TASK TO CARRY OUT → Everything from the line holding "Category: teal jar lid" through the last line below must be repeated exactly, and nothing else.

EXERCISE DATA →
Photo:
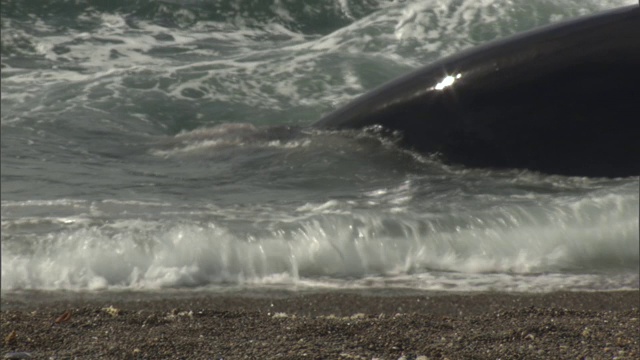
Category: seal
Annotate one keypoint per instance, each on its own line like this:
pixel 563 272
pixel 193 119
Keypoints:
pixel 562 99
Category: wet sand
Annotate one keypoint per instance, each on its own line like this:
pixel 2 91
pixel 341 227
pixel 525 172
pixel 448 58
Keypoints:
pixel 329 325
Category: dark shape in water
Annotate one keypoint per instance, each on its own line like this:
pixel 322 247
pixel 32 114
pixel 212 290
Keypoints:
pixel 562 99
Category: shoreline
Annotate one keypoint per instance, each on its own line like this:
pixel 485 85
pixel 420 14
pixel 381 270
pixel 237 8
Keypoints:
pixel 326 325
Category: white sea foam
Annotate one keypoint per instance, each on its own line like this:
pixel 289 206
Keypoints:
pixel 573 245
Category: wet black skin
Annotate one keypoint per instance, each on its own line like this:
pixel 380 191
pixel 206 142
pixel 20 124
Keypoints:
pixel 563 99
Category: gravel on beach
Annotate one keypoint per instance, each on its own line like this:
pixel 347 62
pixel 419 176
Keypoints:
pixel 327 325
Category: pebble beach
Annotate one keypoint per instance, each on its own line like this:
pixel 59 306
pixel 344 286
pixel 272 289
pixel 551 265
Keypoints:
pixel 329 325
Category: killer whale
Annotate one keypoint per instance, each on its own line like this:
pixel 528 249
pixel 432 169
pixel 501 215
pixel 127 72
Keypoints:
pixel 562 99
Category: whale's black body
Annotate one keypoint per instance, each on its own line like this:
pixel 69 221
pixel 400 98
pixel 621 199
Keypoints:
pixel 563 99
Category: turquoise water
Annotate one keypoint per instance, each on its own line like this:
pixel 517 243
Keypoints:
pixel 164 144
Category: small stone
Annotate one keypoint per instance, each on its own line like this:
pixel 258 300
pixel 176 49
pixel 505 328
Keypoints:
pixel 17 355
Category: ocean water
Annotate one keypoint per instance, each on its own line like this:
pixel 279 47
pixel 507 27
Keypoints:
pixel 161 144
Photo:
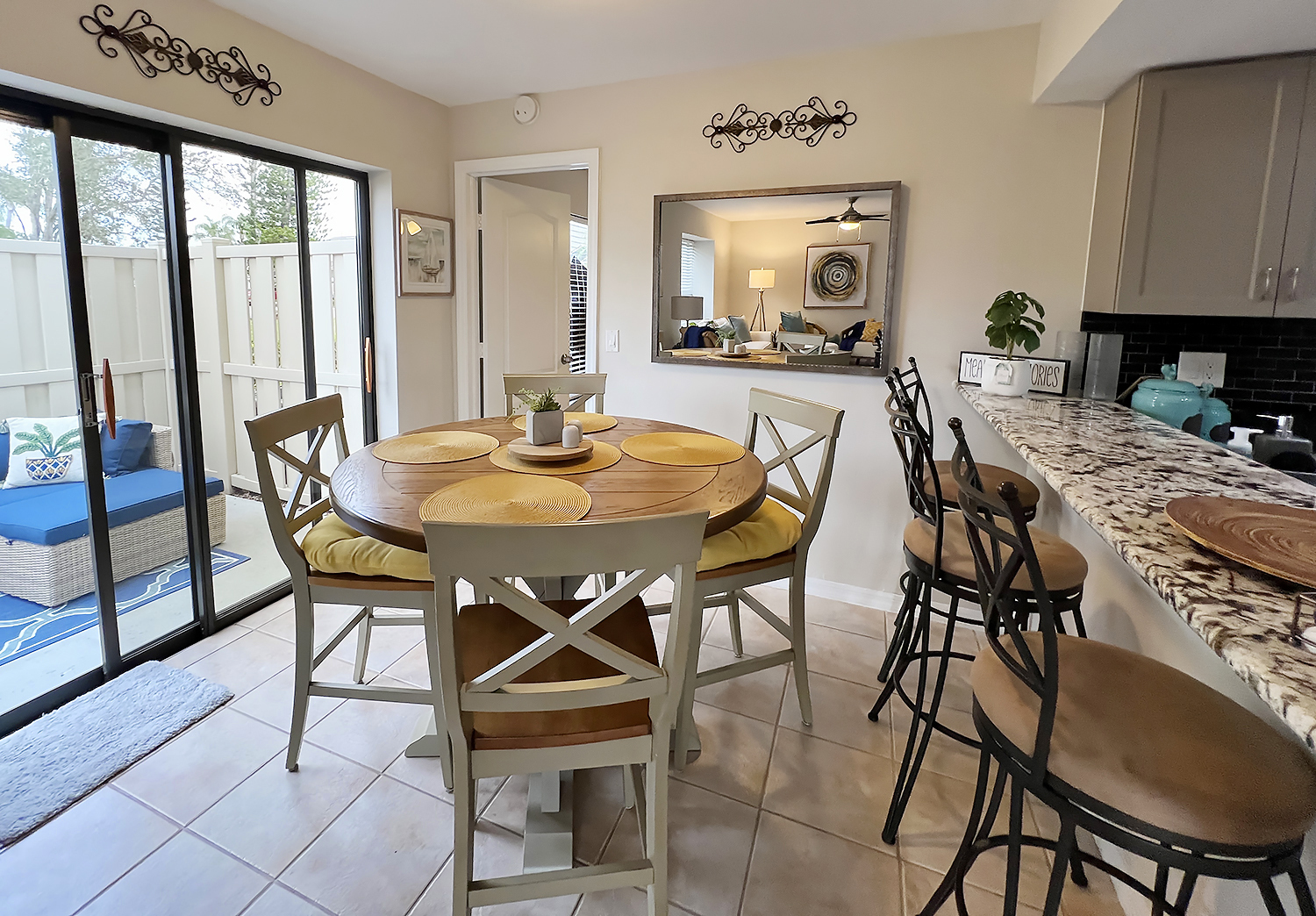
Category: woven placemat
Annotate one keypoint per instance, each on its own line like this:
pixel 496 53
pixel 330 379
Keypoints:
pixel 507 499
pixel 590 423
pixel 436 447
pixel 683 449
pixel 604 455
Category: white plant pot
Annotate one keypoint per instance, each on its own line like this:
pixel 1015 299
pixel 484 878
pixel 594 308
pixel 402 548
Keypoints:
pixel 1007 376
pixel 544 426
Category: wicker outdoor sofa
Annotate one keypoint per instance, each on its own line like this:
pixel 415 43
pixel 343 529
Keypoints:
pixel 147 529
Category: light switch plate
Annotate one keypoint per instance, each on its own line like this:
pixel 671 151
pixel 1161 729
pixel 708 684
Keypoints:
pixel 1202 368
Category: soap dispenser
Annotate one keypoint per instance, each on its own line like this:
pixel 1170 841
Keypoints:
pixel 1268 445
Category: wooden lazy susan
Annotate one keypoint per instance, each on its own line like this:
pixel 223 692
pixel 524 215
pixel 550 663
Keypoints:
pixel 523 449
pixel 1279 540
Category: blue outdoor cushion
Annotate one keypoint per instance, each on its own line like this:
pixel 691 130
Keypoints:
pixel 125 452
pixel 57 512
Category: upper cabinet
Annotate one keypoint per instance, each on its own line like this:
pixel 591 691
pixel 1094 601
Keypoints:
pixel 1205 199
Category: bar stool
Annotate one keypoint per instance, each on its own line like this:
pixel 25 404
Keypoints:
pixel 1141 755
pixel 939 561
pixel 992 476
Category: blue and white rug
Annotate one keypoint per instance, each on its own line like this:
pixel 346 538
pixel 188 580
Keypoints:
pixel 26 626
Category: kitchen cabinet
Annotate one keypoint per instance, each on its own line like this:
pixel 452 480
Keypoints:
pixel 1195 190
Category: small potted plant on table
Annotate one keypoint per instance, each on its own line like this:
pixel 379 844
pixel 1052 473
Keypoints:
pixel 1010 326
pixel 542 416
pixel 726 334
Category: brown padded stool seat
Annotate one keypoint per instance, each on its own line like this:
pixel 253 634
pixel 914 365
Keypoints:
pixel 991 478
pixel 1157 744
pixel 1063 566
pixel 491 633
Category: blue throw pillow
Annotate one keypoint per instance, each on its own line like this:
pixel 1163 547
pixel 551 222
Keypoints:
pixel 794 321
pixel 124 453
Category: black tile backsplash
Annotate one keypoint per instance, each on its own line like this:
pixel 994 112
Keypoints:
pixel 1270 363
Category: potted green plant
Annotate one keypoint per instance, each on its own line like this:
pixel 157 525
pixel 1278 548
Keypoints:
pixel 542 416
pixel 1010 326
pixel 54 458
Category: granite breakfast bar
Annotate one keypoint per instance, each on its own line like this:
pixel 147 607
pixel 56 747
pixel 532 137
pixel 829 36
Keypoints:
pixel 1105 476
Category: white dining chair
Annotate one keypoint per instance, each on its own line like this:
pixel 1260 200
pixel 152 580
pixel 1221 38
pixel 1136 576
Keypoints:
pixel 320 420
pixel 724 584
pixel 578 389
pixel 531 686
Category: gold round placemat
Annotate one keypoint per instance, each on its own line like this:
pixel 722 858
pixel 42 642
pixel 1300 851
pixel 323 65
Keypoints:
pixel 507 499
pixel 590 423
pixel 604 455
pixel 436 447
pixel 683 449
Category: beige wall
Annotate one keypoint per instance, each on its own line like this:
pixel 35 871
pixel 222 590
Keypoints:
pixel 999 197
pixel 328 110
pixel 782 245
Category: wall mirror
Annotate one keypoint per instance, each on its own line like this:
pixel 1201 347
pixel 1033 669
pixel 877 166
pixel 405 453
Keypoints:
pixel 778 278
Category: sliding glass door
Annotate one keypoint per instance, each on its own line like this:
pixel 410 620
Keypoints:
pixel 160 289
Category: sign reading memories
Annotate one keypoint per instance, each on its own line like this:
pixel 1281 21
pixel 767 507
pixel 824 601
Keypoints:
pixel 1048 376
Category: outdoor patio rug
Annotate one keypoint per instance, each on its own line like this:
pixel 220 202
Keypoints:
pixel 63 755
pixel 26 626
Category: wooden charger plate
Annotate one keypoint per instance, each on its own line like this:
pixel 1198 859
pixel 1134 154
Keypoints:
pixel 1279 540
pixel 523 449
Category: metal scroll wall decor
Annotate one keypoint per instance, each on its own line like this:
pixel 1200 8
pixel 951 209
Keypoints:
pixel 154 52
pixel 810 123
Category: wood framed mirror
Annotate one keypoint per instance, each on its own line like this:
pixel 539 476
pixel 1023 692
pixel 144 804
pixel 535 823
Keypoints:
pixel 799 279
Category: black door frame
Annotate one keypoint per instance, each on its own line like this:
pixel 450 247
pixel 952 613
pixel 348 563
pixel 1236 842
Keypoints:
pixel 68 120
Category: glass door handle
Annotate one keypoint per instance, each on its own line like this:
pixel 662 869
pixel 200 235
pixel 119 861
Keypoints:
pixel 108 382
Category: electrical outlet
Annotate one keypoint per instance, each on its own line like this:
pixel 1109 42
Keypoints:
pixel 1202 368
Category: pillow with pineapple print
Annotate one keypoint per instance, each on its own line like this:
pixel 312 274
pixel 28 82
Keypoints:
pixel 44 450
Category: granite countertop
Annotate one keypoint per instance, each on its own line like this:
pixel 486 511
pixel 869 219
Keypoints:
pixel 1118 469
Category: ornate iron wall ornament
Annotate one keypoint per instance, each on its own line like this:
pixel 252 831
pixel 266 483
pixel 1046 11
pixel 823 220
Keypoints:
pixel 808 123
pixel 153 50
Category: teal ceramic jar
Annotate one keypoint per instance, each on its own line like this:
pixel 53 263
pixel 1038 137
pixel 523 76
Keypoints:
pixel 1168 400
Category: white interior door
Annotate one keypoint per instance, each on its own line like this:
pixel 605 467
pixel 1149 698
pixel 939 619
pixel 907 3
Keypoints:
pixel 526 300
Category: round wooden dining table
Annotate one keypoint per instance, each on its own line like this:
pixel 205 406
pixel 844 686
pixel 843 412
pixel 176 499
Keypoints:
pixel 382 499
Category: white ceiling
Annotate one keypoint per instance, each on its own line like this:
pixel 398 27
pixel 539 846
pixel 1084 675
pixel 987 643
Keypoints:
pixel 1107 42
pixel 792 207
pixel 460 52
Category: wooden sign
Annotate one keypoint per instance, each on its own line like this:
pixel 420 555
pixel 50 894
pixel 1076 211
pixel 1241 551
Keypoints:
pixel 1049 376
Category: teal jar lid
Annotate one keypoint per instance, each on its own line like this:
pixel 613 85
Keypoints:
pixel 1170 386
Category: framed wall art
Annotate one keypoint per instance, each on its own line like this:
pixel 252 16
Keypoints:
pixel 424 254
pixel 836 276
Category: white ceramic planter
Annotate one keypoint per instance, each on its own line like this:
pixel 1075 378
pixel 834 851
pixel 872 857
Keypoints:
pixel 544 426
pixel 1007 376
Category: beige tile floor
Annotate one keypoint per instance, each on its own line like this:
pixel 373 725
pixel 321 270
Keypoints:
pixel 774 818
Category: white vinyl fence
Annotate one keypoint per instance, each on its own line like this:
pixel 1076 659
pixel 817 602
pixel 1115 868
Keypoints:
pixel 247 315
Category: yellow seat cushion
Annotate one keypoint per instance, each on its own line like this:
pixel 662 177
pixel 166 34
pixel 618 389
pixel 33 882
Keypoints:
pixel 332 547
pixel 770 531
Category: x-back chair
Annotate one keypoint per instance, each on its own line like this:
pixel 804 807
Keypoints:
pixel 576 387
pixel 726 586
pixel 1141 755
pixel 536 686
pixel 271 436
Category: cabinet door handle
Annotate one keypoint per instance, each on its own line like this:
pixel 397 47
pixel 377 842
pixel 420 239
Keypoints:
pixel 1265 289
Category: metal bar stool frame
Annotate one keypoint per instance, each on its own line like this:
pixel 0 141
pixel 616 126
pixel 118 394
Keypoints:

OUTPUT →
Category: teal jar lid
Annotate one keypoint per instance, each on its own line like this:
pixel 613 85
Keypoints:
pixel 1170 386
Category: framed wall art
Annotate one keypoint per instance, each on its own line like this:
pixel 252 16
Keypoints:
pixel 424 254
pixel 836 276
Category: white ceramic planter
Annotate one keypoint per instance, each on its own line like this:
pixel 1075 378
pixel 834 851
pixel 872 857
Keypoints:
pixel 544 426
pixel 1007 376
Category: beige tile floor
Annotate one keypoint per instance, each on its own line like this:
pixel 373 725
pixel 321 270
Keypoints:
pixel 774 818
Category: white vinyl fence
Annotate one keypoint per instance, each on its own line like this:
pixel 1076 659
pixel 817 602
pixel 1115 868
Keypoints:
pixel 247 315
Category: yellow seat cushion
Annotate one keypoint per instance, each on its own line like this:
pixel 662 177
pixel 166 34
pixel 618 389
pixel 33 882
Keypoints:
pixel 332 547
pixel 770 531
Category: x-back chair
Annotate one keypoint per instance, each on its own line like this:
pixel 804 807
Keypoints:
pixel 576 387
pixel 726 586
pixel 1141 755
pixel 536 686
pixel 271 436
Category: cabinet door handle
Annotate one keypoint per instance, each on its own line like this:
pixel 397 47
pixel 377 842
pixel 420 239
Keypoints:
pixel 1265 289
Category: metal bar stool frame
Annotate one keypoint per instance, each on its own line like this:
pixel 0 141
pixel 616 126
pixel 118 394
Keypoints:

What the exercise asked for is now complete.